_EXERCISE AIM_: Reproduce, exactly and in full, the records that follow, minus any pictures.

_GIVEN RECORDS_:

>>>

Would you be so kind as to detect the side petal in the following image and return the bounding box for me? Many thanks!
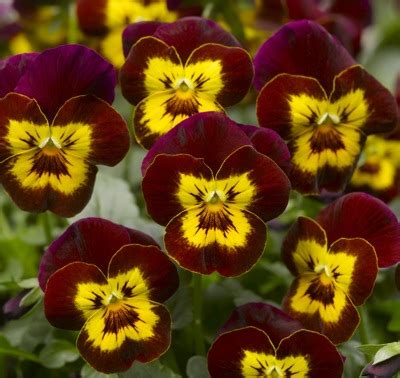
[185,43,253,107]
[328,238,377,305]
[108,244,179,303]
[141,112,251,175]
[39,217,158,291]
[77,301,171,374]
[283,275,360,344]
[120,36,182,105]
[282,217,328,276]
[208,326,275,378]
[331,65,398,135]
[277,330,343,378]
[15,45,116,121]
[253,20,355,92]
[216,145,290,221]
[52,95,130,166]
[164,206,267,276]
[142,153,213,225]
[316,192,400,267]
[44,262,108,330]
[76,0,108,35]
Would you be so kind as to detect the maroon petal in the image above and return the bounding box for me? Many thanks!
[76,0,108,35]
[328,0,372,27]
[316,192,400,267]
[218,302,302,347]
[39,217,158,290]
[153,17,241,63]
[15,45,116,121]
[285,0,324,19]
[253,20,355,93]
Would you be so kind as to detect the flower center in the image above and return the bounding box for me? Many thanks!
[106,291,123,306]
[317,112,340,127]
[39,135,62,151]
[267,366,284,377]
[314,263,334,285]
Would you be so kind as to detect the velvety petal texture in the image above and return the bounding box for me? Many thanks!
[44,237,178,374]
[282,216,378,344]
[316,193,400,267]
[208,327,343,378]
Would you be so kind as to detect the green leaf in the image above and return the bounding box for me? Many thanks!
[358,344,387,358]
[374,342,400,364]
[119,360,181,378]
[186,356,209,378]
[0,335,41,363]
[166,285,193,330]
[38,339,79,368]
[19,286,43,308]
[81,364,118,378]
[17,277,39,289]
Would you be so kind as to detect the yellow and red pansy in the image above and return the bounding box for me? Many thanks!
[42,218,178,374]
[254,21,398,195]
[0,46,130,217]
[120,17,254,148]
[208,303,343,378]
[142,112,290,276]
[282,216,378,344]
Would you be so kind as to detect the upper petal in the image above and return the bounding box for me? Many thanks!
[15,45,116,121]
[253,20,355,93]
[316,192,400,267]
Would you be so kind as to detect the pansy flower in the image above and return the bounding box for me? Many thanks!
[42,217,179,373]
[120,17,254,148]
[76,0,177,67]
[208,302,344,377]
[254,21,398,195]
[281,192,400,343]
[0,45,130,217]
[142,112,290,276]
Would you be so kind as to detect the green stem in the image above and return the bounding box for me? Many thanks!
[161,347,180,375]
[40,212,53,245]
[359,306,372,345]
[64,1,78,44]
[192,273,206,356]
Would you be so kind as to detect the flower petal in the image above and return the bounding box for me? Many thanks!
[218,302,302,347]
[253,20,355,92]
[52,95,130,166]
[277,330,343,377]
[185,43,253,107]
[39,217,158,290]
[77,301,171,373]
[141,112,251,174]
[76,0,108,35]
[153,17,241,63]
[133,88,223,149]
[108,244,179,303]
[164,205,266,276]
[142,153,213,225]
[208,326,275,378]
[316,192,400,267]
[15,45,116,120]
[120,36,182,106]
[282,216,328,276]
[44,262,108,330]
[283,274,360,344]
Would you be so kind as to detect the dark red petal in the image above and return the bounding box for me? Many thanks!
[44,262,107,330]
[108,244,179,303]
[329,238,377,305]
[120,36,181,105]
[277,330,343,378]
[328,0,372,27]
[331,65,398,135]
[282,216,328,276]
[122,21,165,58]
[208,327,275,378]
[186,43,253,107]
[285,0,324,19]
[77,302,171,374]
[39,217,158,290]
[164,207,266,277]
[153,17,241,63]
[239,125,291,174]
[15,44,116,121]
[253,20,355,92]
[76,0,108,35]
[216,145,290,221]
[141,112,251,175]
[142,153,213,225]
[219,302,302,347]
[316,192,400,267]
[53,95,130,166]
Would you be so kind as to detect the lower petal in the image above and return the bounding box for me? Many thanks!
[77,301,171,374]
[164,206,266,276]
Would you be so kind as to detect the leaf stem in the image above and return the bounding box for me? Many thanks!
[359,306,372,345]
[40,212,53,246]
[192,273,205,356]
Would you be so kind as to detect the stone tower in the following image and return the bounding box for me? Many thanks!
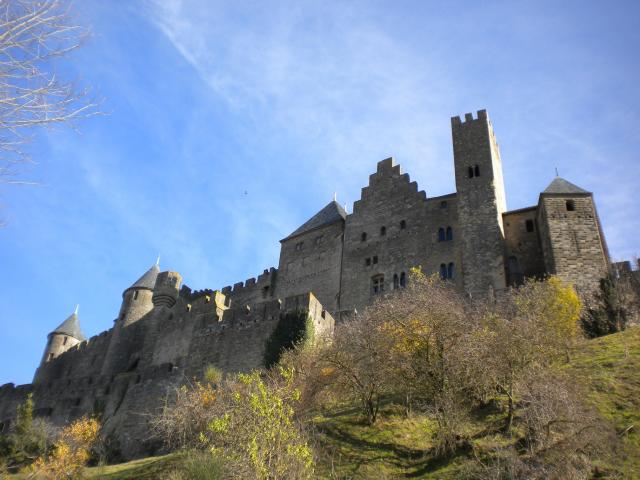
[101,262,160,375]
[537,177,610,296]
[34,306,85,381]
[452,110,507,297]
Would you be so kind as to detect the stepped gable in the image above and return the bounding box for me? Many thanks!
[283,200,347,241]
[51,311,86,342]
[542,177,590,195]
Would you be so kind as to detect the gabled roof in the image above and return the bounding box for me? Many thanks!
[51,311,86,341]
[282,201,347,241]
[126,263,160,292]
[542,177,590,195]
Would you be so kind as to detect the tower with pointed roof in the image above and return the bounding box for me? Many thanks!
[536,176,610,295]
[100,262,160,376]
[35,306,86,379]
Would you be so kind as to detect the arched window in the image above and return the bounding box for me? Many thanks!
[474,165,480,177]
[400,272,406,287]
[447,263,455,280]
[371,275,384,295]
[393,274,399,289]
[566,200,575,212]
[400,220,406,230]
[440,263,447,280]
[361,232,367,242]
[468,166,474,178]
[446,226,453,241]
[380,226,386,236]
[438,227,446,242]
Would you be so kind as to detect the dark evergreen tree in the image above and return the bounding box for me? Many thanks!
[581,274,628,338]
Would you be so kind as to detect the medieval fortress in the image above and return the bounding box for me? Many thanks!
[0,109,617,456]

<<<

_TASK SOLUTION_:
Would you be so kind as to detect the side petal in the following image and return the bounding box for me? Many thanks!
[185,43,253,107]
[328,238,377,305]
[108,244,179,303]
[141,112,251,175]
[39,217,158,291]
[77,301,171,374]
[283,275,360,344]
[120,36,182,105]
[282,217,328,276]
[208,326,275,378]
[331,65,398,135]
[277,330,343,378]
[15,45,116,121]
[253,20,355,92]
[216,145,290,221]
[52,95,130,166]
[164,206,267,276]
[142,153,213,225]
[316,192,400,267]
[44,262,108,330]
[76,0,108,35]
Would you be so kind as to detect the maroon petal in the image above and return the bounding box for me? Many thanks!
[76,0,108,35]
[328,0,372,27]
[316,192,400,267]
[218,302,302,347]
[39,217,158,290]
[153,17,241,63]
[15,45,116,121]
[285,0,324,19]
[253,20,355,93]
Would you be so kind as to detect the flower center in the image above and return the bounding box for me? Many thanks!
[106,291,123,306]
[317,112,340,127]
[39,135,62,151]
[267,366,284,377]
[314,263,334,285]
Would you be so kind as to detect the velvety petal texture in the image above and return the bounding box for me? Many thanks!
[44,237,178,374]
[282,216,378,344]
[316,193,400,267]
[208,327,343,378]
Would you be so kind as to detect the green leaf in the image above and return the bounding box for me? Many thanks!
[358,344,387,358]
[374,342,400,364]
[119,360,181,378]
[186,356,209,378]
[0,335,41,363]
[166,285,193,330]
[38,339,79,368]
[19,286,43,308]
[81,364,118,378]
[17,277,39,289]
Would you be so kind as to detect the yellow and red pansy in the image above and return the bounding box for me? Many thanks!
[42,218,178,374]
[254,21,398,195]
[0,46,130,217]
[120,17,254,148]
[208,303,343,378]
[142,112,290,276]
[282,216,378,344]
Would you be so kind as to detect the upper petal in the image above and return the bounding box for me? Many thanks!
[15,45,116,121]
[253,20,355,93]
[316,192,400,267]
Would you be so kind as to detect the pansy flower in the image above and return the bounding box for me? Many thanks!
[42,217,179,373]
[120,17,254,148]
[76,0,177,67]
[208,302,344,377]
[254,21,398,195]
[281,192,400,343]
[0,45,130,217]
[142,112,290,276]
Would you be so kind as to detect the green stem in the image above and return the bounding box for me? Many thanks!
[161,347,180,375]
[40,212,53,245]
[359,306,372,345]
[64,1,78,44]
[192,273,206,356]
Would you be so kind as to detect the flower petal in the image above and return the bounding box for me? Many thanks!
[218,302,302,347]
[253,20,355,92]
[52,95,130,166]
[277,330,343,377]
[185,43,253,107]
[39,217,158,290]
[77,301,171,373]
[141,112,251,174]
[76,0,108,35]
[153,17,241,63]
[133,88,223,149]
[108,244,179,303]
[164,205,266,276]
[142,153,213,225]
[208,326,275,378]
[316,192,400,267]
[15,45,116,120]
[120,36,182,106]
[282,216,328,276]
[44,262,108,330]
[283,274,360,344]
Would you be so kind as to detect the dark red petal in the image above and return the bounding box for me? Many thanks!
[44,262,107,330]
[108,244,179,303]
[329,238,377,305]
[120,36,181,105]
[277,330,343,378]
[328,0,372,27]
[331,65,398,135]
[282,216,328,276]
[122,21,165,58]
[208,327,275,378]
[186,43,253,107]
[285,0,324,19]
[77,302,171,374]
[39,217,158,290]
[164,207,266,277]
[153,17,241,63]
[239,125,291,174]
[15,44,116,121]
[253,20,355,92]
[76,0,108,35]
[216,145,290,221]
[141,112,251,175]
[142,153,213,225]
[219,302,302,347]
[316,192,400,267]
[53,95,130,166]
Would you be so kind as to detect the lower petal in the image above and return the bounding box for me? Many thanks!
[77,301,171,374]
[164,206,266,276]
Would you be so kind as to detect the leaf stem in the image above and return the bounding box for me? Many thanks!
[359,306,372,345]
[40,212,53,246]
[192,273,205,356]
Would you be so kind as to detect the stone tower in the following image and return the bounding box for me? Many thanks!
[101,262,160,375]
[537,177,610,296]
[34,306,85,381]
[452,110,507,297]
Would you be so kind as to detect the stepped gable in the image above and return the bounding box for me? Many thanks!
[283,200,347,241]
[51,311,86,342]
[542,177,590,195]
Would you be so kind as to detect the gabled roof in the image above and return the bounding box for me? Many thanks!
[51,311,86,341]
[282,201,347,241]
[126,263,160,292]
[542,177,590,195]
Would you be so kind as to detect the tower with pointed roof in the image above and return the bounding box for me? Many thanks!
[536,176,610,295]
[100,262,160,376]
[35,306,86,379]
Would you be so kind as to detect the arched window in the image above and return the bounding box for me? Many thanks!
[474,165,480,177]
[400,272,406,287]
[447,263,455,280]
[371,275,384,295]
[393,274,399,289]
[566,200,575,212]
[400,220,406,230]
[440,263,447,280]
[361,232,367,242]
[468,166,474,178]
[446,226,453,241]
[380,226,386,236]
[438,227,446,242]
Would you be so kind as to detect the dark evergreen tree in the image above and return the bounding box for me? Many thanks!
[581,274,628,338]
Would you be so kind as to detect the medieval fortress in the image above and return the bounding box for me? Many thanks!
[0,109,617,456]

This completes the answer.